:: Text section ::
━━━━

Motivation Problem: Given a string $$S$$, find the longest sub string that occurs at least $$M$$ times.
Brute Force method: For every sub string $$X$$ of $$S$$, one can find all the occurrences of $$X$$ in $$S$$ by $$KMP$$. $$KMP$$ takes $$O(N)$$ time, so the total time for this brute force method will be $$O(N^3)$$.
A faster solution using hashing: We can binary search the length of the sub string. For a current length $$X$$ in the binary search, hash of every sub string of length $$X$$ can be found in $$O(N)$$ time. While doing this, the hashes can be stored in a dictionary, and when all sub strings of length $$X$$ are processed, the hash with maximum frequency is to be checked if it has frequency greater than equal to $$M$$. This takes $$O(N (log(N))^2)$$ time, where a log term comes due to maintaining the dictionary(map in C++).
A solution using Suffix Array:
A Suffix Array is a sorted array of suffixes of a string. Only the indices of suffixes are stored in the string instead of whole strings. For example: Suffix Array of "banana" would look like this:
$$5 \rightarrow $$ $$a$$
$$3 \rightarrow $$ $$ana$$
$$1 \rightarrow $$ $$anana$$
$$0 \rightarrow $$ $$banana$$
$$4 \rightarrow $$ $$na$$
$$2 \rightarrow $$ $$nana$$
One naive way to make the suffix array would be to store all suffixes in an array and sort them. If we use an $$O(N log(N))$$ comparison based sorting algorithm, then the total time to make the suffix array would be $$O(N^2 log N)$$, because string comparison takes $$O(N)$$ time. This is too slow for large strings.

━━━━

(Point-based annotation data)
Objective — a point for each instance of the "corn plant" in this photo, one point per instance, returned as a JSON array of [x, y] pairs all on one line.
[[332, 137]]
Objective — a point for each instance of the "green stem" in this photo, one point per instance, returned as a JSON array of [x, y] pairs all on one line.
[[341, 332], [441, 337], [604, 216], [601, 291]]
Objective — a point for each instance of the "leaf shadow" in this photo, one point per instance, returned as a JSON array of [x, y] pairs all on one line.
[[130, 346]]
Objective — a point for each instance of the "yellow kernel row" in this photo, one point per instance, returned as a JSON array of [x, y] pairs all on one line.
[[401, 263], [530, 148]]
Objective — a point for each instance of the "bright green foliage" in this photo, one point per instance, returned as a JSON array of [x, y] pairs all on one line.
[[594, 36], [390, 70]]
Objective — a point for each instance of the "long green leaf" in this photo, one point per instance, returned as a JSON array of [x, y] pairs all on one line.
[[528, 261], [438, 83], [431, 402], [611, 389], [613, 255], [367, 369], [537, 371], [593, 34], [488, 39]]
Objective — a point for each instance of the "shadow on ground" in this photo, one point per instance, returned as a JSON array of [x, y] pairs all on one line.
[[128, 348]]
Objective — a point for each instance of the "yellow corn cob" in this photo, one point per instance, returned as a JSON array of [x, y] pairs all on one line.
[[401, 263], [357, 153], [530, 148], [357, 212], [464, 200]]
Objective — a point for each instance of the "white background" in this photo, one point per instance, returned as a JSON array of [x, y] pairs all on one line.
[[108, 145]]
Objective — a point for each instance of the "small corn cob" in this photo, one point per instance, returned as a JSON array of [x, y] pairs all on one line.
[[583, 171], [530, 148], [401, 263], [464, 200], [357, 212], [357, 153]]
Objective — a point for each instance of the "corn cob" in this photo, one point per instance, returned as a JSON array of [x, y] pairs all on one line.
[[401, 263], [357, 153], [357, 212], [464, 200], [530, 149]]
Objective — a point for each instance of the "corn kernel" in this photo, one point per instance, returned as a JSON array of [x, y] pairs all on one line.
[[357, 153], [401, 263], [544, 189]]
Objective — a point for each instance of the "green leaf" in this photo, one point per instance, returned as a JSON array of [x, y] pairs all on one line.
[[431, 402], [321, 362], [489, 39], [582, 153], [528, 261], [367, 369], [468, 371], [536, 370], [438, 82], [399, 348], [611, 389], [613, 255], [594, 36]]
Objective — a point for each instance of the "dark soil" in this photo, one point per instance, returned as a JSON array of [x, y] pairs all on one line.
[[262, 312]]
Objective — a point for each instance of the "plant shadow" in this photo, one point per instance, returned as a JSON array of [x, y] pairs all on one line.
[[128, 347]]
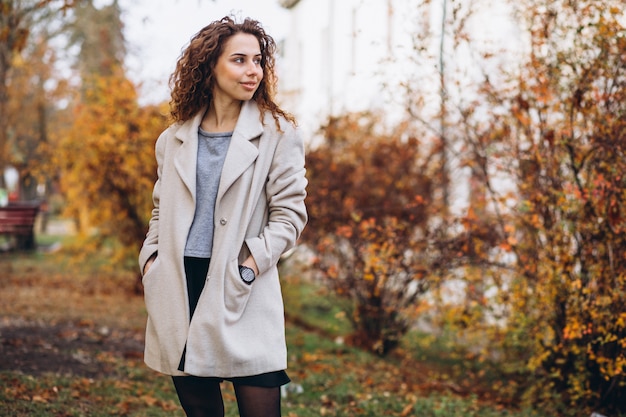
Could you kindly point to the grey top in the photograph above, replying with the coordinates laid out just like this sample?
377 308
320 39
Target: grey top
212 148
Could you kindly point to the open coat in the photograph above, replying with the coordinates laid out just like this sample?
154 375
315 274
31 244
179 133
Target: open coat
237 329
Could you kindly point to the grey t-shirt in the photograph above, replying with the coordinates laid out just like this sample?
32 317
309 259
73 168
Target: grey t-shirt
212 148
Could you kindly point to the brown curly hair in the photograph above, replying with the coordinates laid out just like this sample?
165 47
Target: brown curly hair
193 79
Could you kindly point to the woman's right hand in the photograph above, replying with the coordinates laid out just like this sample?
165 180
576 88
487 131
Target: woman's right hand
148 264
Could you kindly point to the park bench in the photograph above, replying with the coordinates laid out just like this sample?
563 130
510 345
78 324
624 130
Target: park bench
17 221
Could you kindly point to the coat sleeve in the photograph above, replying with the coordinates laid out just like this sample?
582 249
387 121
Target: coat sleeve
150 244
286 191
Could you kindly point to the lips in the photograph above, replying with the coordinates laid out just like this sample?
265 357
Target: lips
249 86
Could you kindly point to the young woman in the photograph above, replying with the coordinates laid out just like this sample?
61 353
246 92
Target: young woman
228 202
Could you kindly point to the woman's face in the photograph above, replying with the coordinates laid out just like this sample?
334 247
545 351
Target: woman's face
238 70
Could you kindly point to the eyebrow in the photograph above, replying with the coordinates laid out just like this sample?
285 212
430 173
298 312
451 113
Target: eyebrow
242 54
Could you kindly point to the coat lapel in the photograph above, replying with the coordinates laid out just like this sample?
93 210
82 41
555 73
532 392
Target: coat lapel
187 154
241 153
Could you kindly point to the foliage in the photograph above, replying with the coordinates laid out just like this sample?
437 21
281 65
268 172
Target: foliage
17 19
370 202
107 166
556 131
334 380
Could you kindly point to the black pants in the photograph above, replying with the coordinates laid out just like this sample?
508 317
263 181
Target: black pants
257 395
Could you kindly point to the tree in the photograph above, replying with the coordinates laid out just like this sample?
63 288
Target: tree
107 166
16 20
370 202
556 130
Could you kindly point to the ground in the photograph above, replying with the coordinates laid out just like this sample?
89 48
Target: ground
76 349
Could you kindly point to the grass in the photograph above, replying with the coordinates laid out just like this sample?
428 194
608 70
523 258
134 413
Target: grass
329 378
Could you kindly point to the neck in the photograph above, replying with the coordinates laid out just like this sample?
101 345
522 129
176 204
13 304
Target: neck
221 116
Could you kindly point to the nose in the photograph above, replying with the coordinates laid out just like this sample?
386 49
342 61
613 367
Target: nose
254 68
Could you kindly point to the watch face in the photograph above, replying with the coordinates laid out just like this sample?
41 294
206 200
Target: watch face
247 274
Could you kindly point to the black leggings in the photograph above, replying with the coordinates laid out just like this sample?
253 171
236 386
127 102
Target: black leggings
202 397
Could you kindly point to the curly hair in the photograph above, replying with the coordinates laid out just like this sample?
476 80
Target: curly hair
193 79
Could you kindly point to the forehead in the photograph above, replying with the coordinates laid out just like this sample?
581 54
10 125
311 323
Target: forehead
242 43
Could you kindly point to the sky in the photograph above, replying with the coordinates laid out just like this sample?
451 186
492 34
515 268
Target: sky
157 30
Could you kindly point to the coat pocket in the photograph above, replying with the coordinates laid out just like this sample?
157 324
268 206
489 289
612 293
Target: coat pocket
236 292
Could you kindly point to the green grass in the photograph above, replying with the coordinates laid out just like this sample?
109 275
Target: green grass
329 378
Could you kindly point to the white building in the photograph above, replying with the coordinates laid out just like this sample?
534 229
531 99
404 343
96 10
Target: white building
353 55
333 56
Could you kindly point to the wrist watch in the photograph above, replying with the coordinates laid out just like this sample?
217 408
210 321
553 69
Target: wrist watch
247 274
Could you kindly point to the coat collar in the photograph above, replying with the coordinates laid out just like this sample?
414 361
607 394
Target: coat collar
241 153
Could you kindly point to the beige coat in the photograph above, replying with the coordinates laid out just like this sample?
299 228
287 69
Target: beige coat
237 329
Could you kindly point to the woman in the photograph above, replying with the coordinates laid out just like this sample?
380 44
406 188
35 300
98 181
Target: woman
228 202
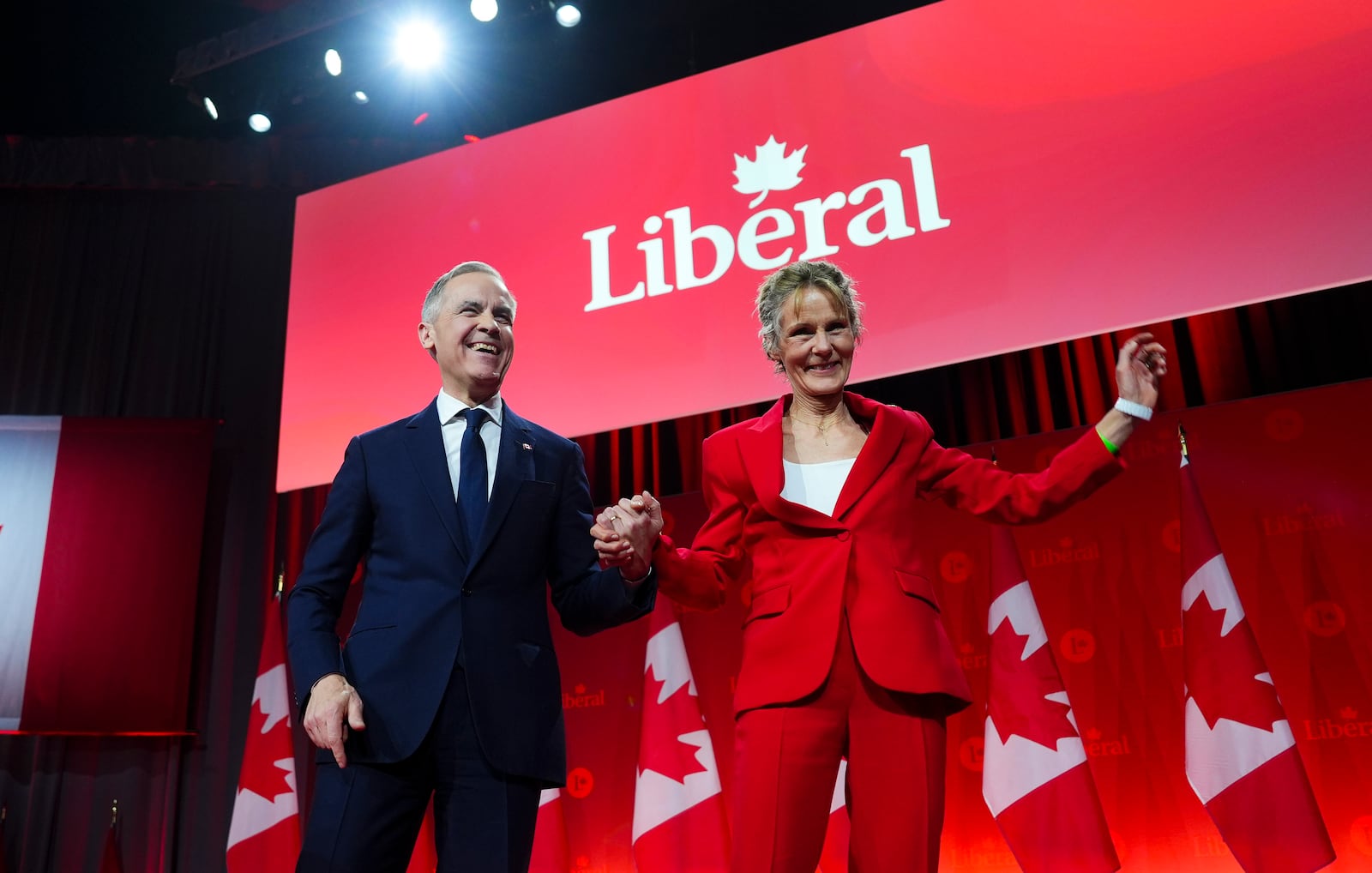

━━━━

:: Tasks to perform ::
A: Answer these questions from the text above on finding the longest repeated substring:
(i) What is the total running time of the brute force method?
(ii) In the hashing solution, what gives rise to one of the log terms?
(iii) In the suffix array of "banana," which index is paired with "anana"?
B: Carry the text on finding the longest repeated substring forward from its last sentence with the next part of its suffix array discussion.

:: Solved problems ::
A:
(i) O(N^3)
(ii) Maintaining the dictionary (a map in C++)
(iii) 1

B:
Below is shown an $$O(N (log N)^2)$$ algorithm that constructs the suffix array. There is an $$O(N log N)$$ algorithm and even an $$O(N)$$ algorithm to construct suffix array, but in a programming contest environment, it is much easier to implement an $$O(N (log N)^2)$$ algorithm. Also the difference between an $$O(N (log N)^2)$$ and $$O(N log N)$$ algorithm is scarcely noticeable for strings up to length $$10^5$$.
The algorithm is based on keeping the ranks of suffixes when the suffixes are sorted by their first $$2^k$$ characters in the $$k^{th}$$ step. Therefore we will execute $$O(log N)$$ steps to completely build the suffix array.
It can be easily seen that, comparison of $$2$$ strings should be optimised, and should be done in better than $$O(N)$$. It can actually be done and the string comparison of $$2$$ suffixes can be done in $$O(1)$$ time. To do this, the fact that $$2$$ suffixes of the same string are being sorted should be used.
Now suppose that an order relation between the suffixes has been obtained when they are sorted by their first $$2^k$$ characters. That is, $$k$$ steps of the algorithm have been done. Now to obtain the order relation in $$(k+1)^{th}$$ step, best possible use of order relations in previous steps must be done. Now in the $$(k+1)^{th}$$ step, suppose comparison of $$2$$ suffixes at indices $$i$$ and $$j$$ needs to be done. Let us denote the rank of $$y^{th}$$ suffix after $$x$$ steps by $$P_{xy}$$.
Observation: A string of length $$2^{k+1}$$ can be broken down into $$2$$ strings of length $$2^k$$. If $$P_{ki} < P_{kj}$$, then $$P_{(k+1)i} < P_{(k+1)j}$$ and we know the relation. Else if $$P_{ki} > P_{kj}$$, then again we know the relation between them. If $$P_{ki} = P_{kj}$$, then we can obtain the relation between $$P_{(k+1)i}$$ and $$P_{(k+1)j}$$ by comparing $$P_{k(i+2^k)}$$ and $$P_{k(j+2^k)}$$, because the first $$2^k$$ characters of the suffixes starting at indices $$i$$ and $$j$$ are same as $$P_{ki}$$ = $$P_{kj}$$. If $$P_{k(i+2^k)}$$ and $$P_{k(j+2^k)}$$ are also same, then we assign the same rank to both the suffixes.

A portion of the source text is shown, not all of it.